─── PROVIDED ENTRIES ───
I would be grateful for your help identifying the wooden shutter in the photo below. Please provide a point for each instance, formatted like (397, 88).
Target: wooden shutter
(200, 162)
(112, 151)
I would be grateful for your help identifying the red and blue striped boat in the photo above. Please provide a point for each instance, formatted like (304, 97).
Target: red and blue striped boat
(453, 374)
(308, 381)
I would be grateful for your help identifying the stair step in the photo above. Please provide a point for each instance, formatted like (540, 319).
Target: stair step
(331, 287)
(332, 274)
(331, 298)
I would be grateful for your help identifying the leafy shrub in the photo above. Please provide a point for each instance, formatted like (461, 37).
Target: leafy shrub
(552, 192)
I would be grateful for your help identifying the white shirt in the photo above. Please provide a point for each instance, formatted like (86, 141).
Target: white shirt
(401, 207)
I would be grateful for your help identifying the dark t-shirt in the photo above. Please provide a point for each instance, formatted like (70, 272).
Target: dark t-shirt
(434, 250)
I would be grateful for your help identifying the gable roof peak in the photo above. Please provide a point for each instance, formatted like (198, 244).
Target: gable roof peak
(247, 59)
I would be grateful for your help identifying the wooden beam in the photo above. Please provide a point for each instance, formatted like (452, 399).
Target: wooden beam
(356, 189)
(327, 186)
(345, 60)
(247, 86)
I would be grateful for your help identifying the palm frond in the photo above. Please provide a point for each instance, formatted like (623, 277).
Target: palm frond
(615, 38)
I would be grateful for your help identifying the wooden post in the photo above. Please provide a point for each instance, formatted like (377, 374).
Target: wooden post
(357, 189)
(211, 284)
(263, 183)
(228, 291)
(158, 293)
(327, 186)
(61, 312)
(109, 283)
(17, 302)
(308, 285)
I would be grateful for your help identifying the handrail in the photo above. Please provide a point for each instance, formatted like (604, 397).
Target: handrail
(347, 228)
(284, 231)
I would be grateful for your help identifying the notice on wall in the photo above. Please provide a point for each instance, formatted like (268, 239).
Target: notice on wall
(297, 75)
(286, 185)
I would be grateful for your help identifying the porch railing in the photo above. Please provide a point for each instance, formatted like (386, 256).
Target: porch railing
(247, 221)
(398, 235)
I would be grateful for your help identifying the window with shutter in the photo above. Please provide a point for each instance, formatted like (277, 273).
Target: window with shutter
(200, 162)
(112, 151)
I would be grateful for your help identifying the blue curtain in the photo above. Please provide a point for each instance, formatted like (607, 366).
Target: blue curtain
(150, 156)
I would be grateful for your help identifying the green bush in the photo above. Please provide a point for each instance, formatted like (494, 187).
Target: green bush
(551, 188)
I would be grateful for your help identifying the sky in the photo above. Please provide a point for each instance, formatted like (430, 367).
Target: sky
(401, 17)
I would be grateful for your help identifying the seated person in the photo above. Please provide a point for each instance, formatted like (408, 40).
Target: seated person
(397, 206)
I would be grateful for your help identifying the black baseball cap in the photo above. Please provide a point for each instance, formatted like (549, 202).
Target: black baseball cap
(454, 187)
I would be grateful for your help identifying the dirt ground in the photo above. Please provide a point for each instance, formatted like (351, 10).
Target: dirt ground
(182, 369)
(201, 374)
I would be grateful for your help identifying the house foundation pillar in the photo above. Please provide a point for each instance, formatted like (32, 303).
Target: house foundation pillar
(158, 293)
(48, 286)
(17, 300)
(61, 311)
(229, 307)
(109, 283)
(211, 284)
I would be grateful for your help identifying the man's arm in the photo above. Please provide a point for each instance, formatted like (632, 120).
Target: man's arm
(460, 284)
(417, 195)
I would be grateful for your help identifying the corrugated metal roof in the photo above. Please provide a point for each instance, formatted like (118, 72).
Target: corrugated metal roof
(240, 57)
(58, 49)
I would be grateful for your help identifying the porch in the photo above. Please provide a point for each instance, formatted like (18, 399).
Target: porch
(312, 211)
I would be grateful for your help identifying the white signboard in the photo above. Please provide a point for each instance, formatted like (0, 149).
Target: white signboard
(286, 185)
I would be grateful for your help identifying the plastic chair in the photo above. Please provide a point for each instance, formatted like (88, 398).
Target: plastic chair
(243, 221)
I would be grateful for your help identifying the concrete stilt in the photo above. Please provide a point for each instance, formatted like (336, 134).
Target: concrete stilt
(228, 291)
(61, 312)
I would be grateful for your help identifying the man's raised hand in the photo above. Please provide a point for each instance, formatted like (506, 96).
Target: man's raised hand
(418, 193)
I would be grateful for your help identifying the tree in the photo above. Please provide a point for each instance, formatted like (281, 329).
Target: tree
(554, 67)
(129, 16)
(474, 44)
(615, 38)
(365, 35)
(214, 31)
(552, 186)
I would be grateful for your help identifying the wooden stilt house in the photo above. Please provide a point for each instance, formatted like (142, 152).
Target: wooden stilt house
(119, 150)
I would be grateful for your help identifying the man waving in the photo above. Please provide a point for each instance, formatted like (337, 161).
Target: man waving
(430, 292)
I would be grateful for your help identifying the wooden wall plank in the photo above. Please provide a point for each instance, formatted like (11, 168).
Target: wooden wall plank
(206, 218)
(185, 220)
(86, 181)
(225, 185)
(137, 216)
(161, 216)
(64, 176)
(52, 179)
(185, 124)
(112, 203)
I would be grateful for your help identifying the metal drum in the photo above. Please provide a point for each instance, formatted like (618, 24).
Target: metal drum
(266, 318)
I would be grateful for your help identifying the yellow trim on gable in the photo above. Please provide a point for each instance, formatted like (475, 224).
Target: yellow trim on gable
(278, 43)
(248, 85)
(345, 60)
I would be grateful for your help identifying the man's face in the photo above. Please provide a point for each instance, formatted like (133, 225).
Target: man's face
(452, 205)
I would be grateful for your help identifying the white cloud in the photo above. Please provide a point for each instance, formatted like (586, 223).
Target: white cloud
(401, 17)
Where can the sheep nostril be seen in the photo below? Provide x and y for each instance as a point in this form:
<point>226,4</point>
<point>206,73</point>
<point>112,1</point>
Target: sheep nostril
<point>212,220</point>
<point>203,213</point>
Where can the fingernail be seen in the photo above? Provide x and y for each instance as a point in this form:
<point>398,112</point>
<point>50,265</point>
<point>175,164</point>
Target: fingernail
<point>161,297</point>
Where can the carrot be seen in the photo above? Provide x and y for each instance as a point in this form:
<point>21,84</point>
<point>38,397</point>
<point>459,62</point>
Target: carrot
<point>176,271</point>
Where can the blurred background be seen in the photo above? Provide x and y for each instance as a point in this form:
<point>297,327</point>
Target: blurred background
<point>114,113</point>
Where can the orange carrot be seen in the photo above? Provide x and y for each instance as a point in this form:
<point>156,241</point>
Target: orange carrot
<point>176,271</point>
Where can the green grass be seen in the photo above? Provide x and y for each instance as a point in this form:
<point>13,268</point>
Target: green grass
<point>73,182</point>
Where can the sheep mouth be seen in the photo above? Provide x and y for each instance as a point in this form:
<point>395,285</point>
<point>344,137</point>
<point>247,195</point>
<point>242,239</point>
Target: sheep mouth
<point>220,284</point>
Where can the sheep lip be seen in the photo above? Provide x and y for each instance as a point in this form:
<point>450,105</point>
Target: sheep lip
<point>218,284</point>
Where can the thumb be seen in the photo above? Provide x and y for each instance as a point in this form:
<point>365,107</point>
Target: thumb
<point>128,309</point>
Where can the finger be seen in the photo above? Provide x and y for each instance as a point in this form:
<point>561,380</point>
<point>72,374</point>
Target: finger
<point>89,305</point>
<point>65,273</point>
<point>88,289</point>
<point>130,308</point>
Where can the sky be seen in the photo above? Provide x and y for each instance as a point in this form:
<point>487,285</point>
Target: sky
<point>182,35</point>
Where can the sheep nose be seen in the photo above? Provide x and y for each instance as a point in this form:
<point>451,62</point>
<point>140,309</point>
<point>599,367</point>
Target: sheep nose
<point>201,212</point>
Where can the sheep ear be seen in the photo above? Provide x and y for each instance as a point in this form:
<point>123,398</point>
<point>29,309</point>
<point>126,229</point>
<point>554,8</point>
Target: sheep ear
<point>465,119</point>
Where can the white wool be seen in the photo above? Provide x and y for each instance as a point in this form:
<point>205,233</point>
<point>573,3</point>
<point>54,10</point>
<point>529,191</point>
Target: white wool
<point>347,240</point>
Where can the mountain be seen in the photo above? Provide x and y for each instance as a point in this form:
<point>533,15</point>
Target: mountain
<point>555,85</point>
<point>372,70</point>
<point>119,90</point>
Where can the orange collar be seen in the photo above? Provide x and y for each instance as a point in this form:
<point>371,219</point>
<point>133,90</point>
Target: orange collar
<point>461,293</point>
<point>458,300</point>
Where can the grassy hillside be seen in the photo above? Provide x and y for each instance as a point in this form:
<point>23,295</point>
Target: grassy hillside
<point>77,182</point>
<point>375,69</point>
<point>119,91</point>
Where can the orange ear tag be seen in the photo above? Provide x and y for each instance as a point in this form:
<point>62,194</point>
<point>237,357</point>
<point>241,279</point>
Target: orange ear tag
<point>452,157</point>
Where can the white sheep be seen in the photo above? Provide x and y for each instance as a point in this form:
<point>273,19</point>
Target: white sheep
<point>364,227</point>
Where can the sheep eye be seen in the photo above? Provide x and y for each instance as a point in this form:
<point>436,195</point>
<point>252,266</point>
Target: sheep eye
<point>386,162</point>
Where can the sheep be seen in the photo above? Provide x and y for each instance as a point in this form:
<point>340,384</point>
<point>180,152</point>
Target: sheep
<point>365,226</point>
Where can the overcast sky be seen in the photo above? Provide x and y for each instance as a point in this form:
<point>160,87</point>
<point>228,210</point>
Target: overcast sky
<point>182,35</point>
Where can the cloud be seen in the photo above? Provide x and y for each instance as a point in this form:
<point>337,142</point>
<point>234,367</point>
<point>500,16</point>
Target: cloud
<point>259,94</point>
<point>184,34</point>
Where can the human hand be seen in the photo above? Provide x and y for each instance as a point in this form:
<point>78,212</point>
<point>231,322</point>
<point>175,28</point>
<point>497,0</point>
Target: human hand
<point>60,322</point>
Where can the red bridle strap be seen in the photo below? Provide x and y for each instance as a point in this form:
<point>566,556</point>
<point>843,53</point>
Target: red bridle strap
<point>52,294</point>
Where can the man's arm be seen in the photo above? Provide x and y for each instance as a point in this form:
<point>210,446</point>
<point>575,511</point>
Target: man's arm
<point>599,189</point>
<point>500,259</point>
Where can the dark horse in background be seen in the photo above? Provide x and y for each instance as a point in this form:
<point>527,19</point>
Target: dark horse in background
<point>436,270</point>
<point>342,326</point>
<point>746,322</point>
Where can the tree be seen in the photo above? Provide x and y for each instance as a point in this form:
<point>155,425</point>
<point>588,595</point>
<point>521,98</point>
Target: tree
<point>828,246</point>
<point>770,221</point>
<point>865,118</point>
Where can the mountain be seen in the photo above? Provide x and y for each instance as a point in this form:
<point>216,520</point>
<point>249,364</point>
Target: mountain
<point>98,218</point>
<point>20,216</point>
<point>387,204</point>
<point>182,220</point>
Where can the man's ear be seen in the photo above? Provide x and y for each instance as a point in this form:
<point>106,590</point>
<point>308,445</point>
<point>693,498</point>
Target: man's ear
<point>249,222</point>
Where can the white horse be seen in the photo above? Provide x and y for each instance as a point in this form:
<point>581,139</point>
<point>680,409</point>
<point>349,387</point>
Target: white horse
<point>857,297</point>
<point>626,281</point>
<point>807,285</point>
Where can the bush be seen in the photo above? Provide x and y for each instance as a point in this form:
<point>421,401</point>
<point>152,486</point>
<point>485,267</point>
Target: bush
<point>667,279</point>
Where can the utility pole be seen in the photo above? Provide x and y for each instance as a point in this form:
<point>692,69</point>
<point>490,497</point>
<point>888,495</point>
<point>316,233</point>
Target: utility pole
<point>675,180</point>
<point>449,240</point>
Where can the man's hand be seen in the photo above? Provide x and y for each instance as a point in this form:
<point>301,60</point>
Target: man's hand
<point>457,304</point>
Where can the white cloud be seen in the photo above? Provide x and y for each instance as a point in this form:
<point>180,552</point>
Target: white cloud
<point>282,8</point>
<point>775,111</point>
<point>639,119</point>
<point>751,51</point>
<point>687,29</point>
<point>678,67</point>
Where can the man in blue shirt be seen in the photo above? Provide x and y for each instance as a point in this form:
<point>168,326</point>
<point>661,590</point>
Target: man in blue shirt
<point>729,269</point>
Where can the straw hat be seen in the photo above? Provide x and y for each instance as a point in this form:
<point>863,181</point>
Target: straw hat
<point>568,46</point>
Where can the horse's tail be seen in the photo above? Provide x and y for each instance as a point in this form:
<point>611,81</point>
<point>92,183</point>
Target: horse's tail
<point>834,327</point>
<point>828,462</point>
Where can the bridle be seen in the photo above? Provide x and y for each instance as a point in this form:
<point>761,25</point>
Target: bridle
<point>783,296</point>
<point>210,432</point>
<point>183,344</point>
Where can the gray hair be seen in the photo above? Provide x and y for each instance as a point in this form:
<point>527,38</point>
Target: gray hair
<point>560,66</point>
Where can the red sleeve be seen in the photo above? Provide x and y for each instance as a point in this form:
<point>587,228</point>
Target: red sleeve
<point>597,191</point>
───
• [EXERCISE OBJECTIVE]: Copy the lines above without changes, from the line containing "Where can the human" through the line containing "<point>52,294</point>", with both of those lines included.

• [SOLUTION BELOW]:
Where can the human hand be seen in the photo above? Provide x and y for each instance as a point in this form:
<point>78,212</point>
<point>231,322</point>
<point>175,28</point>
<point>497,0</point>
Target: human hand
<point>60,322</point>
Where can the red bridle strap be seen in the photo below? Provide x and y for each instance as a point in this form:
<point>566,556</point>
<point>843,53</point>
Target: red bridle strap
<point>52,294</point>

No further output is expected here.